_What you need to do_
Repeat verbatim only the lines from the opening of the material below through the one that contains "like x=1, y=122.".

_Exercise material_
>>>
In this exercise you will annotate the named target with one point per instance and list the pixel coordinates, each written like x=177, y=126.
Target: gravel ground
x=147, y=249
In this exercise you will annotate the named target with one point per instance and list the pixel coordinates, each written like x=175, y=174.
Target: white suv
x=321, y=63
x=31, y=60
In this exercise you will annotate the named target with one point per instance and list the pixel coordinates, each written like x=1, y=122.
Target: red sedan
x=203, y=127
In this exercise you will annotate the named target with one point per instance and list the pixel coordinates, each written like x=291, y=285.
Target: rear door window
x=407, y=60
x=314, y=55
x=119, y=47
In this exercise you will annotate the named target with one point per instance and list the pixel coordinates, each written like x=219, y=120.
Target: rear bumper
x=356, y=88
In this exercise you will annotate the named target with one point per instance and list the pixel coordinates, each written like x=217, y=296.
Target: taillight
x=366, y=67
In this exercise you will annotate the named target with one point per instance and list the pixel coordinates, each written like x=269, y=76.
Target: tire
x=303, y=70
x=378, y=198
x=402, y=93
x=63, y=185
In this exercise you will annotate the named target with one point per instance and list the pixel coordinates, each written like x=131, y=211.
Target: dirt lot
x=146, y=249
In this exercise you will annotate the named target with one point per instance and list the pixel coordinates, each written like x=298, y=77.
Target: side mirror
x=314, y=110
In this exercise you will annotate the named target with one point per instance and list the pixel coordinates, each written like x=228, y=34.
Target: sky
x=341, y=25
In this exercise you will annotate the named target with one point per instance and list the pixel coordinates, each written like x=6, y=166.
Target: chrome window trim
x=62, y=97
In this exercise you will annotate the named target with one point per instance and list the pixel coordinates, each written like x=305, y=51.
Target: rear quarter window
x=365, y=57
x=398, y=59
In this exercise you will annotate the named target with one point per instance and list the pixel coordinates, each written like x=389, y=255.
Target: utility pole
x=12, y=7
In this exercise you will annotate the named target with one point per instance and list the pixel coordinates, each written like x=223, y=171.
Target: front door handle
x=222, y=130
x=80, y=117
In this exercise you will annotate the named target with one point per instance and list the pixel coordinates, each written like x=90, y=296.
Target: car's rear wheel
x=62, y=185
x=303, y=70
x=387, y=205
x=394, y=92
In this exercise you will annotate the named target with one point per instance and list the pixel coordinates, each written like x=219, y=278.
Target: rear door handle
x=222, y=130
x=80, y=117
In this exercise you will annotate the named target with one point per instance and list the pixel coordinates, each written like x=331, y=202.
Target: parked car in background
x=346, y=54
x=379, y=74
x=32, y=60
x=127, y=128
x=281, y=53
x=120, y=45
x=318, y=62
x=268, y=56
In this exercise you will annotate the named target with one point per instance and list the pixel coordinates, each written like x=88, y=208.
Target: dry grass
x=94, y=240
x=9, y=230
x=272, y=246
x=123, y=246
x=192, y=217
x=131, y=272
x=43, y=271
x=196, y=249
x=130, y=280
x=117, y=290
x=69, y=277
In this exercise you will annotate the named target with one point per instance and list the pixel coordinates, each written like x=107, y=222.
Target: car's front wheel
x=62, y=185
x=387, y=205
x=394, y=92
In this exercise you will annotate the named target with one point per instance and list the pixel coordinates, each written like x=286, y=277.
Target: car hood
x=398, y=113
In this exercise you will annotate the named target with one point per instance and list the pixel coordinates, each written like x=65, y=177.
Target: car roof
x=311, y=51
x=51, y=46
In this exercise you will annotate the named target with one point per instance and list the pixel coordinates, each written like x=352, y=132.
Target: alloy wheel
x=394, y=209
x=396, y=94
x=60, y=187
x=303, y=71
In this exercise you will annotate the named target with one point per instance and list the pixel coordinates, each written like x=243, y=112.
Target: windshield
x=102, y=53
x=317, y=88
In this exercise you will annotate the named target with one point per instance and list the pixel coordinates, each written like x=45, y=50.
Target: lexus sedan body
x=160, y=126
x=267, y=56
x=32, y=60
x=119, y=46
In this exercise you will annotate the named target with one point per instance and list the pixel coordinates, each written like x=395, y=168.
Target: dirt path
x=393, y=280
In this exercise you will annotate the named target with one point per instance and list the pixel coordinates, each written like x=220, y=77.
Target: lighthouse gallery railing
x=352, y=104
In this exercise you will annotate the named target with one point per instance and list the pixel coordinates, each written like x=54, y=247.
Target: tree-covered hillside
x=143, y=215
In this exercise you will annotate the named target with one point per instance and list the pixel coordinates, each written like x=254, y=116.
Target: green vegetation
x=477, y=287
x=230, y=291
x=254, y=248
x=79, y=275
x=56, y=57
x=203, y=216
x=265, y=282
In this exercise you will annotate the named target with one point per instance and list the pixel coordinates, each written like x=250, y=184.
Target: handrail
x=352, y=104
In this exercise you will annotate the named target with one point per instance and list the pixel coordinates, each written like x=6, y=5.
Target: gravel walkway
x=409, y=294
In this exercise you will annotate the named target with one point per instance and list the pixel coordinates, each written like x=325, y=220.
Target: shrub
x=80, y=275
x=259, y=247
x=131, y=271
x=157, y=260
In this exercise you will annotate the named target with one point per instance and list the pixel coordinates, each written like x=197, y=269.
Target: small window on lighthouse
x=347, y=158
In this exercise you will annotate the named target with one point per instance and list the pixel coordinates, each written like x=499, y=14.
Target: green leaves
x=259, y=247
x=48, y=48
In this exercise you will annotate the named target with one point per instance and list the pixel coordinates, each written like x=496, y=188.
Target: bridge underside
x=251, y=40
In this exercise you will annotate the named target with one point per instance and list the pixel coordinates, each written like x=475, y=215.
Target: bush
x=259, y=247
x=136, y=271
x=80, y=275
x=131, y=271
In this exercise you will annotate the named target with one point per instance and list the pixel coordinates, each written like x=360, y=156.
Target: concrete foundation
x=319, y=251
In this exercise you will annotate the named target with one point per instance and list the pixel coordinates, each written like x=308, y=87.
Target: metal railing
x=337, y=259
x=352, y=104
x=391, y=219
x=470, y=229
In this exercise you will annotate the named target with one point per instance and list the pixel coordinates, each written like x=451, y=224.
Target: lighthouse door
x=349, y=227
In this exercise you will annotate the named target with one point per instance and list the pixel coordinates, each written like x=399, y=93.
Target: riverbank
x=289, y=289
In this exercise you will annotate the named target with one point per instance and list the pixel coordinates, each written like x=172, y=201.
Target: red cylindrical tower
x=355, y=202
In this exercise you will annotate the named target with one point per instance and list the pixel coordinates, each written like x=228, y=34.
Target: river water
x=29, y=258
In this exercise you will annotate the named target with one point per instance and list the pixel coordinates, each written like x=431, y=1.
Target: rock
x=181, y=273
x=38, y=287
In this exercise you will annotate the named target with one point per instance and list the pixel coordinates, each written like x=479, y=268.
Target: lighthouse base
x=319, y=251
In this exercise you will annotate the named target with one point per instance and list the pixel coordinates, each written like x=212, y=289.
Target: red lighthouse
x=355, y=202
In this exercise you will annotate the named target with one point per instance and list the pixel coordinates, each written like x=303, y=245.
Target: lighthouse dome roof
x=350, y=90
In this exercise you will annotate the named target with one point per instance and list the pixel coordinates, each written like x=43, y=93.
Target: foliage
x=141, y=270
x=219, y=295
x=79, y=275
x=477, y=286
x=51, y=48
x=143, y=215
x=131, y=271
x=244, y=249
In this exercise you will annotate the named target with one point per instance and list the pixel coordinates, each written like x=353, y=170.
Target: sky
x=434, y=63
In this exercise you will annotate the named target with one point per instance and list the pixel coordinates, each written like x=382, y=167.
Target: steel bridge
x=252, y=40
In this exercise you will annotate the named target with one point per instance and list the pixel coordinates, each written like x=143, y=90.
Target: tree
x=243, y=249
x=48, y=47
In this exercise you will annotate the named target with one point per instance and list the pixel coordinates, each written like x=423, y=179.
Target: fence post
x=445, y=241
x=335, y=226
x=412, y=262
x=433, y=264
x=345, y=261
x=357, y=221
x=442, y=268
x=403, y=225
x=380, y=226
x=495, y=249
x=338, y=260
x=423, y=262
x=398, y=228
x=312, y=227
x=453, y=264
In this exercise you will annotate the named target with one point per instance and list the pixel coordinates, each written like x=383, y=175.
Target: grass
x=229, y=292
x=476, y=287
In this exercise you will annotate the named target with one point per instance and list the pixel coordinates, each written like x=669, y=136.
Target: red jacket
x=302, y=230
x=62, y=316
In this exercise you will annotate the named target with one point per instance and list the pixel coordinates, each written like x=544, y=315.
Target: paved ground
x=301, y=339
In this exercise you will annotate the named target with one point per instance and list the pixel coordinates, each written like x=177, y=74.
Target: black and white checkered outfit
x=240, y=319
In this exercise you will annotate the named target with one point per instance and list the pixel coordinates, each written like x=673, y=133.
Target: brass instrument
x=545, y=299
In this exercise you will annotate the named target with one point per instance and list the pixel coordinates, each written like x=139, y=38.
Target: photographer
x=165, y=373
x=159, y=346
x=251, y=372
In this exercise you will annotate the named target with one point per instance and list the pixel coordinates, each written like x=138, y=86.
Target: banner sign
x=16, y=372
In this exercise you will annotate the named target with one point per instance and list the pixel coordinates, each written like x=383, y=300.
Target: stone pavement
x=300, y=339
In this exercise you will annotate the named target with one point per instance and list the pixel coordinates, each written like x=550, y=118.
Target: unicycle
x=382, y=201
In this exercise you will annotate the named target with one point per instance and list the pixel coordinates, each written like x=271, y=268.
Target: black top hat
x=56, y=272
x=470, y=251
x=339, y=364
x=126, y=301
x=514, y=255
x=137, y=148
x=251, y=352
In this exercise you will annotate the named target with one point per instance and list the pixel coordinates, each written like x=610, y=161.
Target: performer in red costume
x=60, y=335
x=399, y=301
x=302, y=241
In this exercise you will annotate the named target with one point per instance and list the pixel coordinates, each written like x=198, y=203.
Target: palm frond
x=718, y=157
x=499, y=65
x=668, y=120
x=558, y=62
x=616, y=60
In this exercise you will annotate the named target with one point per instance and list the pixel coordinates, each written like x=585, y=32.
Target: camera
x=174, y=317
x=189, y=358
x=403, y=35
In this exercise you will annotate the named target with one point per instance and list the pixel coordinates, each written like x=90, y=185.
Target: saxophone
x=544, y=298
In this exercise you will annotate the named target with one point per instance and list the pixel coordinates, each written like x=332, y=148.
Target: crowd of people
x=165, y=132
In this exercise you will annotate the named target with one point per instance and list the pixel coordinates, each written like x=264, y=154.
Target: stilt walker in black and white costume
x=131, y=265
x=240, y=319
<<<
_Finished exercise_
In this exercise you will annotate the named target with one point per instance and list the pixel coordinates, each written like x=177, y=126.
Target: gravel ground
x=147, y=249
In this exercise you will annotate the named target with one point per instance and list the pixel coordinates, each written like x=175, y=174.
Target: white suv
x=321, y=63
x=31, y=60
In this exercise you will annotate the named target with one point per instance and list the pixel coordinates, each written like x=1, y=122.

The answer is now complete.